## Data lines
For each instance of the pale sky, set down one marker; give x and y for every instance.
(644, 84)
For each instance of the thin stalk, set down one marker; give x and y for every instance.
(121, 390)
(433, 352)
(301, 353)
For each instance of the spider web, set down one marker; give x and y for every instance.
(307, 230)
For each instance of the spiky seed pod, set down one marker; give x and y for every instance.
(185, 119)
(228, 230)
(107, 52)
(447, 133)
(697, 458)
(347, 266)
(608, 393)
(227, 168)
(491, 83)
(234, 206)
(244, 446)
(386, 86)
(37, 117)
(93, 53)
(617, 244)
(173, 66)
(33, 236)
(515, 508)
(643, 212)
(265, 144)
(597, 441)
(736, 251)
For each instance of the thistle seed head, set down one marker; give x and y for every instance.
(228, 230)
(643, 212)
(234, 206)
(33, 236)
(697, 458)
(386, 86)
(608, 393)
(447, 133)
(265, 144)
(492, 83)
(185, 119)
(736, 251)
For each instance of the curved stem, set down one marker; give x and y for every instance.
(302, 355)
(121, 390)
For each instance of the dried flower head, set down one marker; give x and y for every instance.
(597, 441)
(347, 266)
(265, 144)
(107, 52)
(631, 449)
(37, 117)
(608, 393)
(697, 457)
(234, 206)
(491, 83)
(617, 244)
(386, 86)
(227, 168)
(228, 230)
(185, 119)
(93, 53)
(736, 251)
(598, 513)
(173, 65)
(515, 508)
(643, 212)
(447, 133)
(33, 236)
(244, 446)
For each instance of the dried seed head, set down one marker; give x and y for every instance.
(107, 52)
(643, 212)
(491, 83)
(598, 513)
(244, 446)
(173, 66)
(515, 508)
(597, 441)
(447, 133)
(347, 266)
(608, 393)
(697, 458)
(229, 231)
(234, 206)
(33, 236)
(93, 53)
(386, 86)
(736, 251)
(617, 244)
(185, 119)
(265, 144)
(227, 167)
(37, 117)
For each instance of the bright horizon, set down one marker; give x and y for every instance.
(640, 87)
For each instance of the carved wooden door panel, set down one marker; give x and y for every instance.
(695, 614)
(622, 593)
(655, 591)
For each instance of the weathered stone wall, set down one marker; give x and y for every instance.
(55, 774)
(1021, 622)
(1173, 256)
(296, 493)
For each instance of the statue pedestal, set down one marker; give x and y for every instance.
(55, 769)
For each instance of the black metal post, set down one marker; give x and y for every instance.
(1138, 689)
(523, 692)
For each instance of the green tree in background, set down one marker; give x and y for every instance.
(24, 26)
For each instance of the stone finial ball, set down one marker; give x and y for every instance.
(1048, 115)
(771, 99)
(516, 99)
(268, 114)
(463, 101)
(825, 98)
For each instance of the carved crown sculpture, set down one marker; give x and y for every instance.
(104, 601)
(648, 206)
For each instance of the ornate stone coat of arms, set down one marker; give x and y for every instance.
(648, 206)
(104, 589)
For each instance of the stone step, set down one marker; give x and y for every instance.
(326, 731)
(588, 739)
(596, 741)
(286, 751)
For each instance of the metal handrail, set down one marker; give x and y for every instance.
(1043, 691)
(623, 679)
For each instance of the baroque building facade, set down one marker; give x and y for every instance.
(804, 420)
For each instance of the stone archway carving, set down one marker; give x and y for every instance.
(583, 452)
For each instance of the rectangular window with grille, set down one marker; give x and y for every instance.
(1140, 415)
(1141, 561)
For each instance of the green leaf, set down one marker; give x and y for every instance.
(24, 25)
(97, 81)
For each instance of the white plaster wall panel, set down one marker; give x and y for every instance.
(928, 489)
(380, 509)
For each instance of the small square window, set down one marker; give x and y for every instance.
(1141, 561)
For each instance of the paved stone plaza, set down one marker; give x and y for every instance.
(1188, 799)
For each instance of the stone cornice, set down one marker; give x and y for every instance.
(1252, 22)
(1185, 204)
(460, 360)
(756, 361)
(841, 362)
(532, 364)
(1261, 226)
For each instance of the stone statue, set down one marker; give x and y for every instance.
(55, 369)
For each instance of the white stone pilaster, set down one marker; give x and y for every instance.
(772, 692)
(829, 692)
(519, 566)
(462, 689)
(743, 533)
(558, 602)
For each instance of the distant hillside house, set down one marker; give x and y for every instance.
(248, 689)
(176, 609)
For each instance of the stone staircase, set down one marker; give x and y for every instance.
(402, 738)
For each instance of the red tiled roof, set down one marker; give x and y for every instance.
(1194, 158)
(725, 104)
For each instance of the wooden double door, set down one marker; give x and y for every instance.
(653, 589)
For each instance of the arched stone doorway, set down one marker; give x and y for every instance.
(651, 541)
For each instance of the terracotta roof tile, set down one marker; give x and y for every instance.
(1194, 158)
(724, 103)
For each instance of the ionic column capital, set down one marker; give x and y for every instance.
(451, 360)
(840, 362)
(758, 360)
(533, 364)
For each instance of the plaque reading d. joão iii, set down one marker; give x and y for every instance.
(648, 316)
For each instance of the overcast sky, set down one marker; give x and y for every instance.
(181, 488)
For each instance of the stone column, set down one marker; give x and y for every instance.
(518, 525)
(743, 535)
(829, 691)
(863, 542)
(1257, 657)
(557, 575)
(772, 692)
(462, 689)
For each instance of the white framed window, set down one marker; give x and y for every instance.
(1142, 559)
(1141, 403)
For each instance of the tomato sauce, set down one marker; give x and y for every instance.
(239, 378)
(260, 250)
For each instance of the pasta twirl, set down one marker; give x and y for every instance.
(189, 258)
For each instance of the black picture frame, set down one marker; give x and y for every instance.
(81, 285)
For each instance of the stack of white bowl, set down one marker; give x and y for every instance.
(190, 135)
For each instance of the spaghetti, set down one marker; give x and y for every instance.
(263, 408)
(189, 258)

## Stated goal
Output the lines from the one containing "For each instance of the stone column, set" through the one containing "(1141, 403)", both included, as a JSON list of strings with one string per line and any blank lines left out.

## Complete answer
[
  "For each instance of the stone column, set down one marker; give x and y for every instance.",
  "(518, 525)",
  "(743, 535)",
  "(829, 691)",
  "(863, 542)",
  "(1257, 657)",
  "(557, 575)",
  "(772, 692)",
  "(462, 689)",
  "For each instance of the white framed window, set down one marker; give x and y for every instance.",
  "(1142, 559)",
  "(1141, 403)"
]